= Given data =
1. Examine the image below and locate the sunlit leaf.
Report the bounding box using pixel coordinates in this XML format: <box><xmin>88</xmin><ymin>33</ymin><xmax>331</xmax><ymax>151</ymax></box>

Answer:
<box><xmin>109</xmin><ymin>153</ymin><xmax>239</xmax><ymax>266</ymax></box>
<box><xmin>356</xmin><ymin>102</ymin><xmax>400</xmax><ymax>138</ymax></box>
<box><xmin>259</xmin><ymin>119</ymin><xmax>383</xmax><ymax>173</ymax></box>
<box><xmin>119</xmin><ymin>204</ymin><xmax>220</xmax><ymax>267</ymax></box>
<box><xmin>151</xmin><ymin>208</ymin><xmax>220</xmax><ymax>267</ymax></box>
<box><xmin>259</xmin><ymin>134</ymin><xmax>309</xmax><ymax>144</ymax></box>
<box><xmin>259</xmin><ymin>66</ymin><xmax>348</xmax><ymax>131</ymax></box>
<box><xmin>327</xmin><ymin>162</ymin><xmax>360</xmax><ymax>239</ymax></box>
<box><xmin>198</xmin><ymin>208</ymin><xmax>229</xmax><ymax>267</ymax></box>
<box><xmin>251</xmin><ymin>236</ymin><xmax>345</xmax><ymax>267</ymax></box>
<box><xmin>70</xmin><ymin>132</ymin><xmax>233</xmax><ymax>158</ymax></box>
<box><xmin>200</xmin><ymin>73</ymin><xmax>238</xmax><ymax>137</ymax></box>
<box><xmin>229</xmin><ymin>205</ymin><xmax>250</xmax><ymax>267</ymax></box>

* * *

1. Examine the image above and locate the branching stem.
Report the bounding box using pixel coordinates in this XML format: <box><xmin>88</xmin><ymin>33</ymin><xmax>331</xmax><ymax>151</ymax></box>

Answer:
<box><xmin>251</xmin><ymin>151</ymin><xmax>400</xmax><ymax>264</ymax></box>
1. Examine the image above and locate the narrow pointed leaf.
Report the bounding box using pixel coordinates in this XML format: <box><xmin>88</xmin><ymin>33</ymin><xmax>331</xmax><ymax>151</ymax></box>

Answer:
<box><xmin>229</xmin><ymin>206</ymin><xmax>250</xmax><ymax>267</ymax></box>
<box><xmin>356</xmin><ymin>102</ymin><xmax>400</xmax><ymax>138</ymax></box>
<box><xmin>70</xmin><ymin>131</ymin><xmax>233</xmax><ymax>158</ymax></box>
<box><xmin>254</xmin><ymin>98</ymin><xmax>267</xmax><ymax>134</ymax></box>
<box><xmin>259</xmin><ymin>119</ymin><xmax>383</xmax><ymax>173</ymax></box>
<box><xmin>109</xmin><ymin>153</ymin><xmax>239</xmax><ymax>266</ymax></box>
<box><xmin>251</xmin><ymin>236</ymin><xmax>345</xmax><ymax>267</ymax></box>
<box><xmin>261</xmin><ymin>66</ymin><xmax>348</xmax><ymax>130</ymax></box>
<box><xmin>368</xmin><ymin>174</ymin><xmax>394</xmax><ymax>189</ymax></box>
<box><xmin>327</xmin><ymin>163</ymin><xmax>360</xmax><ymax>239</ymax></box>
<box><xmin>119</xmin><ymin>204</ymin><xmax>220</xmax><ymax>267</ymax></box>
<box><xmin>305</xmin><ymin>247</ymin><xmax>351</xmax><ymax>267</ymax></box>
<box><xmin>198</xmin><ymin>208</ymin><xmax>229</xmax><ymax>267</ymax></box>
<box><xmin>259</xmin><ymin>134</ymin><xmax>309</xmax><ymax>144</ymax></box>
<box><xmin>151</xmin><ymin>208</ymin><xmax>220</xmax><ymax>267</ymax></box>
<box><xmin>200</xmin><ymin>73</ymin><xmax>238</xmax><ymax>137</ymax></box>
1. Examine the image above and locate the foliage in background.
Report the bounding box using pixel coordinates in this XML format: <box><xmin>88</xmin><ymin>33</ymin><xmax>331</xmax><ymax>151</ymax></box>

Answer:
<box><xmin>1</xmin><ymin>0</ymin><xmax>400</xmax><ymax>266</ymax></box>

* * *

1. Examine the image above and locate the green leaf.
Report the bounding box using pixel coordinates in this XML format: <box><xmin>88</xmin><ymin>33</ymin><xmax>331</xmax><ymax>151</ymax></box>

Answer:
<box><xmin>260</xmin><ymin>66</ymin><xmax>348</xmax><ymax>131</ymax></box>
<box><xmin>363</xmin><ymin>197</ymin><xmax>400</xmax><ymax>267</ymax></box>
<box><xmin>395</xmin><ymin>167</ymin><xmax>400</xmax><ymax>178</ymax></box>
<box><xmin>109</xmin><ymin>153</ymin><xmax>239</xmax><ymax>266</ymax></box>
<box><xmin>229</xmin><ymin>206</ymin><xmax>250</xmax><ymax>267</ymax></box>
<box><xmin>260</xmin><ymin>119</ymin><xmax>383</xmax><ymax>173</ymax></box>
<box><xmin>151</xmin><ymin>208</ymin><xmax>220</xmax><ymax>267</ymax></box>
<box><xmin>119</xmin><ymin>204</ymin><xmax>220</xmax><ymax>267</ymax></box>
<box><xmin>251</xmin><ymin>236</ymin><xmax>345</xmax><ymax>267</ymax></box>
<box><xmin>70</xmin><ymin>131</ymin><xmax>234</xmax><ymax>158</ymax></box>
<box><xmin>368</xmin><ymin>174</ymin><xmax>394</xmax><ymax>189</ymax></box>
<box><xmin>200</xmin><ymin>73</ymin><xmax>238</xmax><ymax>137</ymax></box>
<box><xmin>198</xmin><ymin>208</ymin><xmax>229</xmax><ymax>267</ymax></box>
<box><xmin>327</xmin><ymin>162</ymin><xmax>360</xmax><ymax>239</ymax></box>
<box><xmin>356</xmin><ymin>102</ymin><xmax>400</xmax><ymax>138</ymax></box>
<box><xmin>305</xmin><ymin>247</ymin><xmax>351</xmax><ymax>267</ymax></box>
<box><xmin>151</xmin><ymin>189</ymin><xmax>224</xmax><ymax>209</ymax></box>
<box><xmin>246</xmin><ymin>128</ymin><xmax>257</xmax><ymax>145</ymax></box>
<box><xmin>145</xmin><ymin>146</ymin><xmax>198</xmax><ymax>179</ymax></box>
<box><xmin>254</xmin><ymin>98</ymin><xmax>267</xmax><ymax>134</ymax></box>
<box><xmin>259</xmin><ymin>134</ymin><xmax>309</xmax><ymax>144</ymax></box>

= About this exercise =
When a line of the records holds the word "Examine", copy that line.

= Answer space =
1. Examine the image below and locate the sunlit leaf.
1. Examine the image above and locate the branching stem.
1. Examine the image above and locate the narrow pointed leaf.
1. Examine the image above and locate the foliage in background.
1. Examine the image above and locate the green leaf.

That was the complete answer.